*** PROVIDED RECORDS ***
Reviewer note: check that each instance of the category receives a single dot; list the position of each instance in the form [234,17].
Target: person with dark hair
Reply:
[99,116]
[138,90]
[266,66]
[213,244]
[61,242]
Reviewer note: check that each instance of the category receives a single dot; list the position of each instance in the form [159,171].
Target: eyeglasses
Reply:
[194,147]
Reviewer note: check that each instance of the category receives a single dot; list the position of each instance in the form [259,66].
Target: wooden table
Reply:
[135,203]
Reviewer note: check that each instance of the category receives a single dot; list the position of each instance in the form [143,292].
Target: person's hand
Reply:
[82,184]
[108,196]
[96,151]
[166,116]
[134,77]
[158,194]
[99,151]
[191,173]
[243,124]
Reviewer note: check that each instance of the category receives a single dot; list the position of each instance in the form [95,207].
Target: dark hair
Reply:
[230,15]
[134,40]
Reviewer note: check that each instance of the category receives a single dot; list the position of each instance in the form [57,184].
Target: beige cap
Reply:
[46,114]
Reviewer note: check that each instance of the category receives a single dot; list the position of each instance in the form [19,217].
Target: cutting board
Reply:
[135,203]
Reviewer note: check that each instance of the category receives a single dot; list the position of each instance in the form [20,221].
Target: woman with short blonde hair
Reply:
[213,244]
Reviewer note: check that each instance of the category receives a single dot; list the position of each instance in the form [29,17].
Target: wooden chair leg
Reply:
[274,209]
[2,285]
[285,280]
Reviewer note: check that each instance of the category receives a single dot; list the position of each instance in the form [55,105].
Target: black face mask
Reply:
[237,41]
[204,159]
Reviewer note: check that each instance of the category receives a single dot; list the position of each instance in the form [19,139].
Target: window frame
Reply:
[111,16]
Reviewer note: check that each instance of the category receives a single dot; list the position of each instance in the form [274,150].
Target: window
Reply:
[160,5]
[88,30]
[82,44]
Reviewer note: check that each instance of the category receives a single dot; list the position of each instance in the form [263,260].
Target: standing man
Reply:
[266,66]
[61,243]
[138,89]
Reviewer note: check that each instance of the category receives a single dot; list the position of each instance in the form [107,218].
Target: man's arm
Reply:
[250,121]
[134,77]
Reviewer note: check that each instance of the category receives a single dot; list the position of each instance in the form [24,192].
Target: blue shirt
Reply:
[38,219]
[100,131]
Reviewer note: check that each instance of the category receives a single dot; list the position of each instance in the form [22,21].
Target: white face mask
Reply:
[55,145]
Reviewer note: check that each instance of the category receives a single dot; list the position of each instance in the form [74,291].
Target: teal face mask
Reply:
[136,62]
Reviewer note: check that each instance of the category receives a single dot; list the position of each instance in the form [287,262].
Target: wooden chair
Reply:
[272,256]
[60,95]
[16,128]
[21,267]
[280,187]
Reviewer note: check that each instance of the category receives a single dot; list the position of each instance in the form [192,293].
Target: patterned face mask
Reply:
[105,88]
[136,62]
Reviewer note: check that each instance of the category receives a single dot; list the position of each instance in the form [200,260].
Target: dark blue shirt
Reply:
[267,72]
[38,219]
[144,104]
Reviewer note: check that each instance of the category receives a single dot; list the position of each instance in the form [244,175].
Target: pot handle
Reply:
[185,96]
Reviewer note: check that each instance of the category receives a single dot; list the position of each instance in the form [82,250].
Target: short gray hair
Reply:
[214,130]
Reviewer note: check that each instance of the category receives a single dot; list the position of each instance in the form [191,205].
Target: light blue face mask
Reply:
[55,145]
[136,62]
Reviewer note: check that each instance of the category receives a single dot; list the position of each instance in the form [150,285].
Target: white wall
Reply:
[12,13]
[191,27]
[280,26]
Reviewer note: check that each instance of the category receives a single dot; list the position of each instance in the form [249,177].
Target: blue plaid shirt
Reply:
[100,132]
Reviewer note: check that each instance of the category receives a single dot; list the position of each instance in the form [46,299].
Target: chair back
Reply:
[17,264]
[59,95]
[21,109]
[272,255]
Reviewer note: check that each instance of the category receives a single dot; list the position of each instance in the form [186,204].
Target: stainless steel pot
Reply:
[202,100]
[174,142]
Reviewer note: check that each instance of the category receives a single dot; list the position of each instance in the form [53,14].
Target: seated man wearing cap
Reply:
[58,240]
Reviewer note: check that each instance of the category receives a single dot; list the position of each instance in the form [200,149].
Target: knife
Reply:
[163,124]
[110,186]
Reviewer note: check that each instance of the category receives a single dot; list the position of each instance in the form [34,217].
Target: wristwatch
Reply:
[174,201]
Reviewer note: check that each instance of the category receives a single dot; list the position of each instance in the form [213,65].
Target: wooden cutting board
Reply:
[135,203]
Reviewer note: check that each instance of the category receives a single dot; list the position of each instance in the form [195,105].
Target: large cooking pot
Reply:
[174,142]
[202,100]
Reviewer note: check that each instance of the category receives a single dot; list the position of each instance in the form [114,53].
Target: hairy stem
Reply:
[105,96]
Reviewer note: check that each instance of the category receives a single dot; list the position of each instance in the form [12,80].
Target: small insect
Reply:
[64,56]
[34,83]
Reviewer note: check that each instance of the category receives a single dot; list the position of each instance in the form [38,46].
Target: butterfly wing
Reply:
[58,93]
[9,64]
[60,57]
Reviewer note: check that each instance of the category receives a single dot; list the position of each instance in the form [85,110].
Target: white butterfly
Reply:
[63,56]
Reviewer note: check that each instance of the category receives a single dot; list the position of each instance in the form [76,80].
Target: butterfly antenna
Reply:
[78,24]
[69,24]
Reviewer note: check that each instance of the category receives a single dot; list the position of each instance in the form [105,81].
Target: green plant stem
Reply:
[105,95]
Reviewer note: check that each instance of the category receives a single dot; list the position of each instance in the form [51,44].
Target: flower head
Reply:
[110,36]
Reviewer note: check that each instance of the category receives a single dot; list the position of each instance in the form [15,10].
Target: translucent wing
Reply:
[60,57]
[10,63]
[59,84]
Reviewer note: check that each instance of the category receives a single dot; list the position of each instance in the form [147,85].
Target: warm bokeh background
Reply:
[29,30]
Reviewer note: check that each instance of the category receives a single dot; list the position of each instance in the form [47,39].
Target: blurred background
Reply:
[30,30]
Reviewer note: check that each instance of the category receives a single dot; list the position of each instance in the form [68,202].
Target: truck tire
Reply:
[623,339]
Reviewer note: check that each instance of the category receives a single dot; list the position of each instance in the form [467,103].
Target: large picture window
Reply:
***
WHAT YOU WILL DO: Faithfully transcribe the whole of the data.

RESPONSE TO THIS TASK:
Reviewer note: check that each instance of the category receives a single dot; list the position of each instance in the form [234,17].
Target: person with dark hair
Reply:
[99,116]
[138,90]
[266,66]
[213,244]
[61,242]
Reviewer note: check that each instance of the category receives a single dot; list the position of each instance in the form [159,171].
Target: eyeglasses
Reply:
[194,147]
Reviewer note: check that each instance of the category receives a single dot; list the position of each instance in the form [259,66].
Target: wooden table
Reply:
[135,203]
Reviewer note: check that each instance of the category receives a single dot; list the position of each instance in the form [143,292].
Target: person's hand
Reply:
[82,184]
[108,196]
[96,151]
[166,116]
[134,77]
[158,194]
[99,151]
[191,173]
[243,124]
Reviewer note: check that each instance of the category receives a single dot; list the position of each instance in the form [95,207].
Target: dark hair
Reply:
[230,15]
[134,40]
Reviewer note: check that each instance of the category receives a single dot; list the position of each instance in the form [57,184].
Target: beige cap
Reply:
[46,114]
Reviewer note: check that each instance of the category receives a single dot; list the position of each instance in the form [19,217].
Target: cutting board
Reply:
[135,203]
Reviewer note: check that each instance of the category receives a single dot; list the position of each instance in the form [20,221].
Target: woman with short blonde hair
Reply:
[213,244]
Reviewer note: check that each instance of the category receives a single dot; list the position of each instance in the form [29,17].
Target: wooden chair leg
Reply:
[274,209]
[2,285]
[285,280]
Reviewer note: check that each instance of the category receives a single dot; list the position of each instance in the form [55,105].
Target: black face mask
Reply:
[237,41]
[204,159]
Reviewer note: check that each instance of the category receives a single dot; list the position of each instance in the form [19,139].
Target: window frame
Reply:
[111,16]
Reviewer note: check that each instance of the category receives a single dot; list the position of each instance in the form [274,150].
Target: window
Reply:
[160,5]
[88,30]
[82,44]
Reviewer note: check that each instance of the category receives a single dot; list the position of each instance in the form [263,260].
Target: standing man
Reply:
[266,66]
[61,243]
[138,89]
Reviewer note: check that each instance of the category receives a single dot; list the position of each instance in the form [107,218].
Target: man's arm
Reply:
[250,121]
[134,77]
Reviewer note: check that each instance of the category receives a single dot; list the position of each instance in the form [24,192].
Target: blue shirt
Reply:
[38,219]
[100,131]
Reviewer note: check that each instance of the category receives a single dot; list the position of each instance in the form [22,21].
Target: white face mask
Reply:
[55,145]
Reviewer note: check that each instance of the category receives a single dot; list the position of each instance in the form [74,291].
Target: teal face mask
Reply:
[136,62]
Reviewer note: check that each instance of the category receives a single dot; list the position of each instance in the form [287,262].
Target: wooden chair
Reply:
[272,256]
[60,95]
[16,128]
[21,267]
[280,187]
Reviewer note: check that each instance of the category receives a single dot; list the position of each instance in the form [192,293].
Target: patterned face mask
Reply:
[105,88]
[136,62]
Reviewer note: check that each instance of the category receives a single dot; list the position of each instance in the form [200,260].
Target: dark blue shirt
Reply:
[267,72]
[38,219]
[144,104]
Reviewer note: check that each instance of the category receives a single dot; list the position of each instance in the form [244,175].
Target: pot handle
Reply:
[185,96]
Reviewer note: check that each instance of the category receives a single dot; list the position of each instance in the form [82,250].
Target: short gray hair
Reply:
[214,130]
Reviewer note: check that each instance of the category receives a single dot; list the position of each instance in the form [191,205].
Target: light blue face mask
Reply:
[55,145]
[136,62]
Reviewer note: check that each instance of the category receives a single dot; list the position of each instance in the form [150,285].
Target: white wall
Reply:
[12,13]
[191,27]
[280,26]
Reviewer note: check that each instance of the category receives a single dot; list the position of each instance in the form [249,177].
Target: blue plaid shirt
Reply:
[100,132]
Reviewer note: check that each instance of the category receives a single dot; list the position of each instance in the form [46,299].
Target: chair back
Reply:
[17,264]
[59,95]
[21,109]
[272,255]
Reviewer note: check that each instance of the category receives a single dot; list the position of each instance in the form [186,204].
Target: stainless steel pot
Reply:
[202,100]
[174,142]
Reviewer note: check that each instance of the category receives a single dot; list the position of each instance in the form [53,14].
Target: seated man wearing cap
Reply:
[58,240]
Reviewer note: check that each instance of the category receives a single dot; list the position of each instance in the form [200,149].
Target: knife
Reply:
[163,124]
[110,186]
Reviewer note: check that each instance of the category receives a single dot; list the position of each instance in the form [34,217].
Target: wristwatch
Reply:
[174,201]
Reviewer note: check that each instance of the category receives a single dot; list the position of each instance in the form [213,65].
Target: wooden cutting board
Reply:
[135,203]
Reviewer note: check that each instance of the category receives a single dot; list the position of each instance in the form [195,105].
Target: large cooking pot
Reply:
[174,142]
[202,100]
Reviewer note: check that each instance of the category receives a single dot; list the position of each instance in the form [114,53].
Target: hairy stem
Reply:
[105,96]
Reviewer note: check that each instance of the category receives a single dot; list the position of each instance in the form [12,80].
Target: small insect
Reply:
[64,56]
[34,83]
Reviewer note: check that each instance of the category receives a single dot; list the position of each instance in the form [38,46].
Target: butterfly wing
Reply:
[58,93]
[9,64]
[60,57]
Reviewer note: check that each instance of the category receives a single dot; list the position of each instance in the form [85,110].
Target: white butterfly
Reply:
[63,56]
Reviewer note: check that each instance of the category receives a single dot; list the position of each instance in the form [76,80].
Target: butterfly antenna
Reply:
[78,24]
[69,24]
Reviewer note: check that each instance of the category receives a single dot; list the position of each instance in the form [105,81].
Target: green plant stem
Reply:
[105,95]
Reviewer note: check that each instance of the category receives a single dot; list the position of each instance in the form [51,44].
Target: flower head
Reply:
[110,36]
Reviewer note: check that each instance of the category receives a single dot; list the position of each instance in the form [15,10].
Target: translucent wing
Reply:
[60,57]
[10,63]
[59,84]
Reviewer note: check that each instance of the category receives a single dot; list the position of each instance in the form [147,85].
Target: warm bokeh background
Reply:
[29,30]
Reviewer note: check that each instance of the category receives a single dot; list the position of each instance in the form [47,39].
Target: blurred background
Reply:
[30,30]
Reviewer note: check that each instance of the category receives a single dot; list the position of each instance in the form [68,202].
Target: truck tire
Reply:
[623,339]
Reviewer note: check that each instance of the category receives a single dot; list the position of each instance in the form [467,103].
Target: large picture window
Reply:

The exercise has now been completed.